## SUPPLIED TEXT
——
EPA guidelines say that if a person eats fish twice a week, it should contain no more than 4 to 6 parts per billion of PCBs. The study found that PCB levels in farmed salmon sold in the United States and Canada averaged about five times that amount: 30 parts per billion. On average, farmed salmon had concentrations of health threatening contaminants 10 times as high as those found in wild salmon.

Consumers may have difficulty distinguishing between farmed and wild salmon, because many stores and restaurants do not clearly label them. Wild salmon is three to four times as expensive, but some retailers confuse the issue by identifying farmed salmon as "Atlantic salmon." The study called for labels differentiating wild from farmed and noting the country of origin.

Ninety percent of the fresh salmon consumed in the United States is farm-raised, industry of finials say. More than half of that salmon comes from Chile, however, where the pollutant level of farmed salmon is less than that of most other regions but still higher than in wild fish, according to the study.

Farmed fish contain higher concentrations of contaminants than wild fish largely because they are fed meal that consists of ground-up fish tainted with the contaminants. Wild salmon eat tiny fish and aquatic organisms that are less contaminated

Salmon of the Americas, a group representing producers of farmed salmon in the United States, Canada and Chile, described salmon as an unparalleled source of omega-3 fatty acids for prevention of coronary heart disease and noted that contaminant levels for North and South American wild and farmed salmon are well below FDA and World Health Organization limits. Alex Trent, executive director of Salmon of the Americas, said his industry does not discount some of the health problems associated with PCB contamination of farmed salmon. But meat and dairy products consumed in large quantities pose similar problems, he said, and consumers would be foolish to deny themselves the health benefits of salmon.

" Scaring people away from farm salmon presents more of a health risk than letting them eat PCBs at these trace levels," Trent said.

But the study's chief author said the FDA consumer health guidelines for eating salmon need to be updated.
——
## GIVEN DATA

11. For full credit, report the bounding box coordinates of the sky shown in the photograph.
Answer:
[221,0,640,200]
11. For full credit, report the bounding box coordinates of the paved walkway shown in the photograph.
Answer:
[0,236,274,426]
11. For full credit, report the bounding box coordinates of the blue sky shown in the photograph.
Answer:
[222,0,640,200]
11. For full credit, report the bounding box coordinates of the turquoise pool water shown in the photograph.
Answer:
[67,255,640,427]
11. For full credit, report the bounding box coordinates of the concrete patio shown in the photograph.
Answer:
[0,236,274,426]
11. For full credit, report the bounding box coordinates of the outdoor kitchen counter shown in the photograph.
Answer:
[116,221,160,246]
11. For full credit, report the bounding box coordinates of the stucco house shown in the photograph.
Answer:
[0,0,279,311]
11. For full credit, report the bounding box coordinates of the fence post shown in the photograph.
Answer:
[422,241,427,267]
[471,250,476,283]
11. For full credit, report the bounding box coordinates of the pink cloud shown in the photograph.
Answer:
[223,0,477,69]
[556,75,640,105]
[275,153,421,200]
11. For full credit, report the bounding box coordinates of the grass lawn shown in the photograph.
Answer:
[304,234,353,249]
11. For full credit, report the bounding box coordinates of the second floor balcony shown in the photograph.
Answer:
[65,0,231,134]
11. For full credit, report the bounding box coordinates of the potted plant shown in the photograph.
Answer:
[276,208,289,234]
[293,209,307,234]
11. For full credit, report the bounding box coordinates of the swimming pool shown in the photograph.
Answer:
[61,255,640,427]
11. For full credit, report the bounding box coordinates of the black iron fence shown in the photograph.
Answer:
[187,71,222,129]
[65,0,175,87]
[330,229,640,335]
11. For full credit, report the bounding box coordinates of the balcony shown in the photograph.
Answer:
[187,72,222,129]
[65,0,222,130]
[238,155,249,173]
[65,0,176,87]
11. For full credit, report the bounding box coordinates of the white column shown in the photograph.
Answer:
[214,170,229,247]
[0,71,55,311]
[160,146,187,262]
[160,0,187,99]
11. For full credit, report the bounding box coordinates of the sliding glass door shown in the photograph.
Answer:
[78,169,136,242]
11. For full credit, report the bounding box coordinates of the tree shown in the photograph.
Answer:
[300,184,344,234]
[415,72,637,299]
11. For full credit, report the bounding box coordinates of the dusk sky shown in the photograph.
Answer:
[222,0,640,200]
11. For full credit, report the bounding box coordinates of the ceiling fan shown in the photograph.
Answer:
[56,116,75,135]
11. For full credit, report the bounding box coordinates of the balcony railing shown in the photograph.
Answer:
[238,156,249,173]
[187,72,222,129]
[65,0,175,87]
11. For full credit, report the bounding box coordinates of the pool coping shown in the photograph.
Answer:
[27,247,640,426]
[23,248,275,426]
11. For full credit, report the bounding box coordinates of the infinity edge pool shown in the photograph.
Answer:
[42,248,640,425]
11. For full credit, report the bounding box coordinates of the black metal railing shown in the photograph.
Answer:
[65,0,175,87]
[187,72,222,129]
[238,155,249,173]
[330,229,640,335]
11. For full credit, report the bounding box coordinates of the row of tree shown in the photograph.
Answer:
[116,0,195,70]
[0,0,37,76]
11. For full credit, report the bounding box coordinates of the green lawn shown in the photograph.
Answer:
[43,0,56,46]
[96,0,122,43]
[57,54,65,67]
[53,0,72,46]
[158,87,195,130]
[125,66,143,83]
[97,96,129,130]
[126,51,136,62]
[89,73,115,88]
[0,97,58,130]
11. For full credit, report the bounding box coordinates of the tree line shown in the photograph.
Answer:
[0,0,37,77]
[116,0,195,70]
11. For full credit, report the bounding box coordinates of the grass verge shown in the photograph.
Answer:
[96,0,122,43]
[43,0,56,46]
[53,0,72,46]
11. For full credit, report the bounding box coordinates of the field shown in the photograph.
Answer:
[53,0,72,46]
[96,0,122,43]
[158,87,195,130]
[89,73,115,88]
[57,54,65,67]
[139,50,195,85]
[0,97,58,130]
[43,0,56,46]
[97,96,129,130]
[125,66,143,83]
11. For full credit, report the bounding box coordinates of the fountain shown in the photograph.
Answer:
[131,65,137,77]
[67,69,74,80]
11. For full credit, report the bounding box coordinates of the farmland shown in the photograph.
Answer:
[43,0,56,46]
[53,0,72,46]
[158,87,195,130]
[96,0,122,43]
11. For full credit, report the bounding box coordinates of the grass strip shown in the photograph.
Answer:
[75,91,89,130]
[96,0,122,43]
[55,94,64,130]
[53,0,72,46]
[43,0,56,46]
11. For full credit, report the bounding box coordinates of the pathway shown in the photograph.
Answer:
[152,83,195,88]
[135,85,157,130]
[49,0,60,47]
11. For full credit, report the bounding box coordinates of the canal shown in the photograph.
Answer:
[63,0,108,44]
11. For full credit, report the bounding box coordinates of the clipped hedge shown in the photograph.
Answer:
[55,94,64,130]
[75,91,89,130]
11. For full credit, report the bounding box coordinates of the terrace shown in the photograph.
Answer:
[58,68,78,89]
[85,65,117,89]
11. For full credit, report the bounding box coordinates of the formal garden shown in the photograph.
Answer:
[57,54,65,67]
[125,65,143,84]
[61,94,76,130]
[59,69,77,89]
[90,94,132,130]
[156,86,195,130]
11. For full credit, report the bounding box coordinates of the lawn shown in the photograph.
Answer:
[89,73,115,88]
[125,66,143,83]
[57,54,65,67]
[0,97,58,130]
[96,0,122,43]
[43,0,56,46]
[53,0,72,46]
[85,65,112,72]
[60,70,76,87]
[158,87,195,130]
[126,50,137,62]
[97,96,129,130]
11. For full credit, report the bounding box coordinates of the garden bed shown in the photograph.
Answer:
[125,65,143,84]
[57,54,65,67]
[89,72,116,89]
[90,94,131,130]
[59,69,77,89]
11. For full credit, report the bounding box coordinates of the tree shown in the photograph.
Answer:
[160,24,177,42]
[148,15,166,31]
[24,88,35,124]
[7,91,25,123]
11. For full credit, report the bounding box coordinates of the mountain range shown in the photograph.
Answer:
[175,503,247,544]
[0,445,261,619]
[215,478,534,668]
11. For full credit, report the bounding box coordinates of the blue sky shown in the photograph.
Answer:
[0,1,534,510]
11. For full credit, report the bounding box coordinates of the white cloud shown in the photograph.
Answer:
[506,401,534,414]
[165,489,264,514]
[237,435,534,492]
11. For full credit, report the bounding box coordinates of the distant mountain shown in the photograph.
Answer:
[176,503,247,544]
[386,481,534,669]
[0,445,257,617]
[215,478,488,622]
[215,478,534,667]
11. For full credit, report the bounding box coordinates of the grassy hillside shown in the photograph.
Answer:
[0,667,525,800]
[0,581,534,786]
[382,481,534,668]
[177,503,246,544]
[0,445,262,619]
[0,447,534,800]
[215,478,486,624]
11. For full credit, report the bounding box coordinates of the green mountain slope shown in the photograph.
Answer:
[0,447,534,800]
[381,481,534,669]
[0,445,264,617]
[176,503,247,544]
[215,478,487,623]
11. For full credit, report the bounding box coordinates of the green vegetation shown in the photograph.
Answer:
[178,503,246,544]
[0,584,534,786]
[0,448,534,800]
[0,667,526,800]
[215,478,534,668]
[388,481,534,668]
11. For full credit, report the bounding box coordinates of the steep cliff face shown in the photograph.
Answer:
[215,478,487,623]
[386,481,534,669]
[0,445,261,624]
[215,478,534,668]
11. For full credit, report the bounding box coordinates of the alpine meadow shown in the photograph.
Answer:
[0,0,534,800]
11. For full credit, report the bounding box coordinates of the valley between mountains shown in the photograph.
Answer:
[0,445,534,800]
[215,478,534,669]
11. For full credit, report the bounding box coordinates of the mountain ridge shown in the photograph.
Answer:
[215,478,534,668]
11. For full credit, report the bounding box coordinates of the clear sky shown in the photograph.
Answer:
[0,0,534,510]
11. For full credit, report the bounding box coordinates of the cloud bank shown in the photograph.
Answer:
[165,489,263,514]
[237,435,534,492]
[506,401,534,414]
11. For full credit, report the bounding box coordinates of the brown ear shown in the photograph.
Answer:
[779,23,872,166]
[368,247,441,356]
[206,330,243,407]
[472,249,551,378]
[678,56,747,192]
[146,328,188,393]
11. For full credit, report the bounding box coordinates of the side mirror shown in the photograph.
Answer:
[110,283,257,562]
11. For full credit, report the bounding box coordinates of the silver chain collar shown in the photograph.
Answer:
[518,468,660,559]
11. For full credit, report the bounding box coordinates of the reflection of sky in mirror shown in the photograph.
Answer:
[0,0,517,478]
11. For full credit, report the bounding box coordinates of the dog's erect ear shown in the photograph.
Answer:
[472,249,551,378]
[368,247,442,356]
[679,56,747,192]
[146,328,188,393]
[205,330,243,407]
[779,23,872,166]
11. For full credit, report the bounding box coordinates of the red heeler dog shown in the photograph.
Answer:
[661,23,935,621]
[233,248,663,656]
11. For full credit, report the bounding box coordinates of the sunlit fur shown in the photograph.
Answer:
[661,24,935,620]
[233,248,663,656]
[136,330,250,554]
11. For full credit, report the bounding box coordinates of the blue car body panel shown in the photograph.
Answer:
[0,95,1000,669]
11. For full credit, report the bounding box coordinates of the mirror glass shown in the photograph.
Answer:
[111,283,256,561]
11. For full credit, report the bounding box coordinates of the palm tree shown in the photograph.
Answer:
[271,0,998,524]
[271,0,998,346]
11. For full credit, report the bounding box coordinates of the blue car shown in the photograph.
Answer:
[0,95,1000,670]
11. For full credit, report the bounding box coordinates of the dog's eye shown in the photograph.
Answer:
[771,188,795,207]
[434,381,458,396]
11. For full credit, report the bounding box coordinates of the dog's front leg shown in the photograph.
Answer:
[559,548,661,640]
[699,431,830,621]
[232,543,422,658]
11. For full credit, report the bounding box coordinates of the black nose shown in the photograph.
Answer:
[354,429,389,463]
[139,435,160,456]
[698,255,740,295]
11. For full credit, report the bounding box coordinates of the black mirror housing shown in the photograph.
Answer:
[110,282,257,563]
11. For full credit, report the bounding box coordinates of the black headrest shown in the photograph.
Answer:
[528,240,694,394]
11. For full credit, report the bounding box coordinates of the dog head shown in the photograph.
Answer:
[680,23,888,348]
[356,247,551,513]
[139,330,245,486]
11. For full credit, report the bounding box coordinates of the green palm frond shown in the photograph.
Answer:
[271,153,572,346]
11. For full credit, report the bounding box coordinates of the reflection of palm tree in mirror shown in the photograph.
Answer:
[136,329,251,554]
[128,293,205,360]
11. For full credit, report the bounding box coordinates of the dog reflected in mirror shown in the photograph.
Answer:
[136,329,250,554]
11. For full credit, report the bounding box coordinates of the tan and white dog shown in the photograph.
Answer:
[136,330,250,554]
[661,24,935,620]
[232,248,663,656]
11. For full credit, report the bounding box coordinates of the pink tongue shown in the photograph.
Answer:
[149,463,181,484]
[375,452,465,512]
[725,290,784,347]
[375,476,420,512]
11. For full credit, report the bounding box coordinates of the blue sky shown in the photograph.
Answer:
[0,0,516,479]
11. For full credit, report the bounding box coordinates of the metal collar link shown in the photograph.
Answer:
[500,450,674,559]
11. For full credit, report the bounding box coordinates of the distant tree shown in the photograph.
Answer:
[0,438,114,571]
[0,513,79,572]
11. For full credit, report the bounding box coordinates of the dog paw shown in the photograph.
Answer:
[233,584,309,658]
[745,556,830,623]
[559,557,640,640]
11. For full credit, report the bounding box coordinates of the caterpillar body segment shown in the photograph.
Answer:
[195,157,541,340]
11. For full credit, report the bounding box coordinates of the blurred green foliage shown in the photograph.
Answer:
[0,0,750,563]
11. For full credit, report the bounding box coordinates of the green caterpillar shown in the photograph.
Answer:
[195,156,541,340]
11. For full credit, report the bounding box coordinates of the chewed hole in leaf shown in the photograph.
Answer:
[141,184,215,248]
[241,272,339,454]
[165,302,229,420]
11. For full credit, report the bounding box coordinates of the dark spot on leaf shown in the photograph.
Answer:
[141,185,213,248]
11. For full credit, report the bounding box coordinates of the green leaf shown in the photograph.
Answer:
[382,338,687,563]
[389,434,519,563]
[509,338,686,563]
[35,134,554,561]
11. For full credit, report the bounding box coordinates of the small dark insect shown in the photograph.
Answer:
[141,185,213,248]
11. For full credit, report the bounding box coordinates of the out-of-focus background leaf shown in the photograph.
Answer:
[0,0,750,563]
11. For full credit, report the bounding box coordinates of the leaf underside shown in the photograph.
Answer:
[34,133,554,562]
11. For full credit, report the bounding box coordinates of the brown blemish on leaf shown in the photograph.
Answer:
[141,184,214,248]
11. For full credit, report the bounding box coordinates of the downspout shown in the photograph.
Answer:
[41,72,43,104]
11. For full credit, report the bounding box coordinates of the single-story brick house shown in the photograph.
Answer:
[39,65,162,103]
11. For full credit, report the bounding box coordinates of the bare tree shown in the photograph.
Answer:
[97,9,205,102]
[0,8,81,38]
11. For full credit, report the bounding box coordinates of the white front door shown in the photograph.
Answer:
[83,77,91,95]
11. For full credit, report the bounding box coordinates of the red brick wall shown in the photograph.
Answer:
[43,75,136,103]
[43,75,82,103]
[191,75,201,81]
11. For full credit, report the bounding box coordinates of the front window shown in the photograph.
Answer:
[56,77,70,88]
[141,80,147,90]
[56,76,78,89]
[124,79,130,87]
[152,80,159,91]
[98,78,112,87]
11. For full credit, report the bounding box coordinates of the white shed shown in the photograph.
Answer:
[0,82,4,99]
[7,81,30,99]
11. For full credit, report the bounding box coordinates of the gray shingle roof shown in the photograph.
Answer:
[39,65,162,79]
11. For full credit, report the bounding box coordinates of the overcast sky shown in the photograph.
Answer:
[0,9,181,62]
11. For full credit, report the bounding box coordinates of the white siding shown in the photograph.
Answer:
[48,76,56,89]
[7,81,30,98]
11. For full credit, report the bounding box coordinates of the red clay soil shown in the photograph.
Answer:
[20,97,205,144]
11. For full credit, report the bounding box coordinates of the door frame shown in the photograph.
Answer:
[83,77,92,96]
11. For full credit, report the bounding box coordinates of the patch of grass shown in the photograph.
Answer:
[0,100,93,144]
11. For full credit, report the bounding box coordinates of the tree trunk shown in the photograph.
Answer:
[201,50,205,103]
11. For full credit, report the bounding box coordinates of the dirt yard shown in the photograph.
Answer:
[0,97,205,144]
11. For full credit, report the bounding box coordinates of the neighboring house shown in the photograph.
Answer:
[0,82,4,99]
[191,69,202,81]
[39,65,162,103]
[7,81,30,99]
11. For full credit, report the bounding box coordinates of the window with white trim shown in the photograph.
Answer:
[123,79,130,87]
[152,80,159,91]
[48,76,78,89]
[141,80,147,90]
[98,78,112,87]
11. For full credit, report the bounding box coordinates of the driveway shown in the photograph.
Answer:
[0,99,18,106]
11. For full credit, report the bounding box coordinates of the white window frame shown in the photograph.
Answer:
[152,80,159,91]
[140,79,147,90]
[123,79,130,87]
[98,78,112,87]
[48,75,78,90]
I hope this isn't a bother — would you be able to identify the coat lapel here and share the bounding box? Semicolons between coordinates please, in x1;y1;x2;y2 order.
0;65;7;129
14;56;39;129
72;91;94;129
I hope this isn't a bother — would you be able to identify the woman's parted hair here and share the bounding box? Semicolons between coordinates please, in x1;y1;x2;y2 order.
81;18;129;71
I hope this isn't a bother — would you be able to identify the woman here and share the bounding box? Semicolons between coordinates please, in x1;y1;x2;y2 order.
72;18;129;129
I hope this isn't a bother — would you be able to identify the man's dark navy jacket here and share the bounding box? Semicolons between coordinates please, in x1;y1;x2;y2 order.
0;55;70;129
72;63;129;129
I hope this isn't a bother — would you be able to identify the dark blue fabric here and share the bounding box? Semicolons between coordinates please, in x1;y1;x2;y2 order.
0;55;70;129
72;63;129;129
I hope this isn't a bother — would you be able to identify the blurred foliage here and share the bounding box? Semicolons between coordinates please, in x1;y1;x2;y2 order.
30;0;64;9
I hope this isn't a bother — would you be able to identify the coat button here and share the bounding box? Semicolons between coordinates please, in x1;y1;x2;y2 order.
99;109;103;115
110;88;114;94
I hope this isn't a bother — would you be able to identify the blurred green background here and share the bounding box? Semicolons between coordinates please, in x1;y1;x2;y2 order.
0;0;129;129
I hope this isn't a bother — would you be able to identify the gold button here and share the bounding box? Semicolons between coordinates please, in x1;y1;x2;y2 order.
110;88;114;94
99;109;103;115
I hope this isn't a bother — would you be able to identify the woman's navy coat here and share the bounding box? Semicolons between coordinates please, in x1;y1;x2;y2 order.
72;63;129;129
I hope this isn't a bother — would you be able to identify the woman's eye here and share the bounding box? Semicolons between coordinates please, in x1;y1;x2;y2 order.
——
## HOW TO COMPLETE THIS TASK
Rewrite the farmed salmon passage from "Consumers may have" up to and including "to the study.", putting "grocers" in place of "retailers".

## SOLVED EXERCISE
Consumers may have difficulty distinguishing between farmed and wild salmon, because many stores and restaurants do not clearly label them. Wild salmon is three to four times as expensive, but some grocers confuse the issue by identifying farmed salmon as "Atlantic salmon." The study called for labels differentiating wild from farmed and noting the country of origin.

Ninety percent of the fresh salmon consumed in the United States is farm-raised, industry of finials say. More than half of that salmon comes from Chile, however, where the pollutant level of farmed salmon is less than that of most other regions but still higher than in wild fish, according to the study.